Instruction: Output every one of the stored data entries below line for line, changing nothing.

Stored data entries:
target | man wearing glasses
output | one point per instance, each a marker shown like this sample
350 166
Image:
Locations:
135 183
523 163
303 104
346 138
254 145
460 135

Exercise answer:
target | man wearing glasses
output | one point per instance, each a marker shown like this sample
350 166
Image:
Locations:
135 183
523 163
303 104
346 138
254 145
460 135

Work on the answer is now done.